Phrase grounding data:

((

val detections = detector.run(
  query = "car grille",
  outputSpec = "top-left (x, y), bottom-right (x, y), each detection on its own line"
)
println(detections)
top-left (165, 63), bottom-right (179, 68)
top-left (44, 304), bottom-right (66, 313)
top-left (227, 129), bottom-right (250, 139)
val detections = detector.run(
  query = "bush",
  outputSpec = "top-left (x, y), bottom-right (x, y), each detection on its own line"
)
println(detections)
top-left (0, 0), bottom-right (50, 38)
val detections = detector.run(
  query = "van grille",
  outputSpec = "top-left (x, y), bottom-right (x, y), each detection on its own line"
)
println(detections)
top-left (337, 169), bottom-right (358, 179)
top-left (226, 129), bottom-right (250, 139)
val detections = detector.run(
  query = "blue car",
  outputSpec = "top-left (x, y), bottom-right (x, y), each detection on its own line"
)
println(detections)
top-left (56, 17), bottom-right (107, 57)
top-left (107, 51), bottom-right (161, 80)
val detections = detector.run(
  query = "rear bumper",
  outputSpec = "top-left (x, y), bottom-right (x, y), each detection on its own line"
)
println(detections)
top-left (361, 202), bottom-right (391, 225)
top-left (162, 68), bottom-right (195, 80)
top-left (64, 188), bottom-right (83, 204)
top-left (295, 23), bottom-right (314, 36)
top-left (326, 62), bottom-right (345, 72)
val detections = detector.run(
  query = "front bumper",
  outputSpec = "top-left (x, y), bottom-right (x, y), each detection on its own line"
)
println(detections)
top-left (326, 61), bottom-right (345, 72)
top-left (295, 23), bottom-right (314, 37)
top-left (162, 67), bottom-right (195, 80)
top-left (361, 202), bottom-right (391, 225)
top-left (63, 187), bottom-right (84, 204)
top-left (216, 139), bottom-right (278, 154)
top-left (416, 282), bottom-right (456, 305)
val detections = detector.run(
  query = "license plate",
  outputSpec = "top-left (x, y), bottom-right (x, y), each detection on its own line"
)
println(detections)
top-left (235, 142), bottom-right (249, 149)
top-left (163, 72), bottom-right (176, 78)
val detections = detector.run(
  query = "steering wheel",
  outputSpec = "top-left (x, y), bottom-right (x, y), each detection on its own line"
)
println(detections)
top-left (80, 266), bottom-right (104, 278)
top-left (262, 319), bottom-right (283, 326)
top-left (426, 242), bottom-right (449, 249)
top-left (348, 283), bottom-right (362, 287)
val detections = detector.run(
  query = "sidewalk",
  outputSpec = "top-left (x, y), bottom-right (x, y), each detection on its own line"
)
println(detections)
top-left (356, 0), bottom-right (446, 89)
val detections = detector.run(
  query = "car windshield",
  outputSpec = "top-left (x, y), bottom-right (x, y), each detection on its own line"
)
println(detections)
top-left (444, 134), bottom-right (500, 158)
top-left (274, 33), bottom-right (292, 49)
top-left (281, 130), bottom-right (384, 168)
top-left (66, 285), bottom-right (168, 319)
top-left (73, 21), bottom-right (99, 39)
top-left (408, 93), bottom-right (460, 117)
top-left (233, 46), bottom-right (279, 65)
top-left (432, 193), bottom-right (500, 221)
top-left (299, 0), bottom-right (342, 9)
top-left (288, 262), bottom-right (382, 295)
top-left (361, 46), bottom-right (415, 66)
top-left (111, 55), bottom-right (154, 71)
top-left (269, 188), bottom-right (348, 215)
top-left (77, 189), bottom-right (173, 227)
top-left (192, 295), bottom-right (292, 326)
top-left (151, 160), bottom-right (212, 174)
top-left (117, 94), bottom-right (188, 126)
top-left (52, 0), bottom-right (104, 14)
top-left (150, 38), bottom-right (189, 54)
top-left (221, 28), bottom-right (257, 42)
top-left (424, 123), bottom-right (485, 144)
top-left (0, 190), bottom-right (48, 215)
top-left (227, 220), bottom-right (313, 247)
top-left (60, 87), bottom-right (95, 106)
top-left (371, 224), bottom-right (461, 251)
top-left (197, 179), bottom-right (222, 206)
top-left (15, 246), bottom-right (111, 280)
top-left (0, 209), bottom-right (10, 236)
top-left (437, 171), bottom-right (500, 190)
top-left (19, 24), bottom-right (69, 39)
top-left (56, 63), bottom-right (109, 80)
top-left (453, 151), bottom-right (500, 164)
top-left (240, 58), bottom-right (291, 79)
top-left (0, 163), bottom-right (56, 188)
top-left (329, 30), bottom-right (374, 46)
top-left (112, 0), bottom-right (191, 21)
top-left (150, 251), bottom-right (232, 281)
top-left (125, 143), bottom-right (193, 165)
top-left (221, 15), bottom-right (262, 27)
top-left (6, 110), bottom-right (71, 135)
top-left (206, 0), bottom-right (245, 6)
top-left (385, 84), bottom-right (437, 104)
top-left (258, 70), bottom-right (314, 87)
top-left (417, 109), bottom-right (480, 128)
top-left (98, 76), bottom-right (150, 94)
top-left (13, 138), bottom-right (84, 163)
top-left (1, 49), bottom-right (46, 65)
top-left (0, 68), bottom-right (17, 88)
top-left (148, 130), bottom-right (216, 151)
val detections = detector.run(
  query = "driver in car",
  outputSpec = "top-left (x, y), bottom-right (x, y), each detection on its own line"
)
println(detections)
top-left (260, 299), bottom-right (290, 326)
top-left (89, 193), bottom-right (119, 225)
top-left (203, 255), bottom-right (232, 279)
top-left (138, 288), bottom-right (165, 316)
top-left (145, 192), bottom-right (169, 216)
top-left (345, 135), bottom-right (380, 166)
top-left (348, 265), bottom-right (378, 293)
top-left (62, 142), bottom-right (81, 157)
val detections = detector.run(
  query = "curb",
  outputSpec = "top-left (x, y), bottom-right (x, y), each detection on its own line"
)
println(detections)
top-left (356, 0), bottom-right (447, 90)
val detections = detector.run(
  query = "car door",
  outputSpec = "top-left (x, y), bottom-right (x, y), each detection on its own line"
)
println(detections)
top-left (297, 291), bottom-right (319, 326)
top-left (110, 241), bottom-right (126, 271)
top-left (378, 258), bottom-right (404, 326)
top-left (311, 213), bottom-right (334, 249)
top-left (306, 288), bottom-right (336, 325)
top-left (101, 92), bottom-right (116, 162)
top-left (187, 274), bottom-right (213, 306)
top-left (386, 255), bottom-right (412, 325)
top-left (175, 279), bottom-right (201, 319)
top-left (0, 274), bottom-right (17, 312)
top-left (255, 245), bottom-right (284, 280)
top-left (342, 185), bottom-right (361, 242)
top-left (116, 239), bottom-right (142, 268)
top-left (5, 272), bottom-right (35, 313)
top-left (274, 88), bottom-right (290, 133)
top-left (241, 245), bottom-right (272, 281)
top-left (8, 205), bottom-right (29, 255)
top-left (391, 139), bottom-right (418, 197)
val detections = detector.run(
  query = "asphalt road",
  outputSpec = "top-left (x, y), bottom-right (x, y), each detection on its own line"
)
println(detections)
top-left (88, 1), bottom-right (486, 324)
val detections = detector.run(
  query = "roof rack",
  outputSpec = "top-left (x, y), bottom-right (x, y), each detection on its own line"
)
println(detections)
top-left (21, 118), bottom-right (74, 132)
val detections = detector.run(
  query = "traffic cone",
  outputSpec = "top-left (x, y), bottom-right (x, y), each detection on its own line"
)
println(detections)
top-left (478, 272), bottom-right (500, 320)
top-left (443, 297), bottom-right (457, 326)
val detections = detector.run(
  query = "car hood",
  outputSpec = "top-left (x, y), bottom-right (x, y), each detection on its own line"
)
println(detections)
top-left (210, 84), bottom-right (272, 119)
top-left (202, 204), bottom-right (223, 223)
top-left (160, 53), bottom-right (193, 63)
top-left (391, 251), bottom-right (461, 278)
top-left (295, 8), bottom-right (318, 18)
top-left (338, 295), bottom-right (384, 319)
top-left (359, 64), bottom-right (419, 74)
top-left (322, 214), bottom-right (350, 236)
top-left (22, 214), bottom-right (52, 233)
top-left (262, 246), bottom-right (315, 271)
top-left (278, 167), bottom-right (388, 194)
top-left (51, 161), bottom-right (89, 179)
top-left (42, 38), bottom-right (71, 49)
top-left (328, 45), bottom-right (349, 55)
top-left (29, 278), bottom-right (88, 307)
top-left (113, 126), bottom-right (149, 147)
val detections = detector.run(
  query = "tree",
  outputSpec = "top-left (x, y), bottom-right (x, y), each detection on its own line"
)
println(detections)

))

**What the task requires**. Show every line above where "bumper" is found.

**Answer to this exercise**.
  query = "rear bumper",
  query = "front bumper",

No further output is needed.